*** Opening of EXTRACT TO READ ***

Investments are often financed by state-owned banks and carried out by state-owned companies. They are still the most important economic driving force. Without the state stimulus, the Chinese economy would hardly growth, and that would be a problem for the global economy, too. In the second quarter of 2019, China’s GDP grew by a mere 6.2 percent – the lowest number in decades. Last year, total debts amounted to 300 percent of GDP (after 180 percent in 2007). The government’s ability to react to crises with economic stimulus programs is therefore limited today. The trade war with the USA deepens the economic problems further and puts especially Chinese manufacturing under pressure.
In the past decade, labor shortages and workers’ protests led to higher wages – and that has put China’s status as a ‘cheap labor economy’ increasingly into question. The number of strikes has stagnated in the past few years, but some of the struggles showed signs of cross-regional coordination lately. Many workers suffer from underemployment as well as factory closures and relocations as evident during recent struggles against wage arrears and for compensations. A larger economic collapse could lead to new social demands and struggles if the state is not able to prevent or absorb it.

*** Close of EXTRACT TO READ ***

## REQUIRED ACTION
Extract the part of the passage on China's economy between "In the past decade, labor" and "or absorb it.", inclusive. The entries are not needed for this work.

*** Opening of DATASET EXCERPTS ***

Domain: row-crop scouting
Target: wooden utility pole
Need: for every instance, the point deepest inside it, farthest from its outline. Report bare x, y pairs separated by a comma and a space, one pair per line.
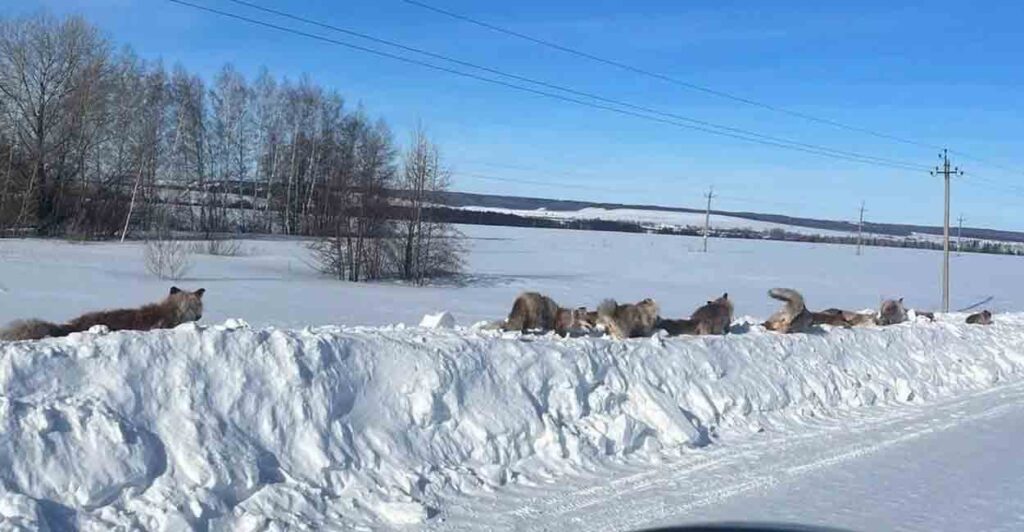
945, 171
960, 229
709, 195
860, 227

*** Close of DATASET EXCERPTS ***

## TASK OUTPUT
In the past decade, labor shortages and workers’ protests led to higher wages – and that has put China’s status as a ‘cheap labor economy’ increasingly into question. The number of strikes has stagnated in the past few years, but some of the struggles showed signs of cross-regional coordination lately. Many workers suffer from underemployment as well as factory closures and relocations as evident during recent struggles against wage arrears and for compensations. A larger economic collapse could lead to new social demands and struggles if the state is not able to prevent or absorb it.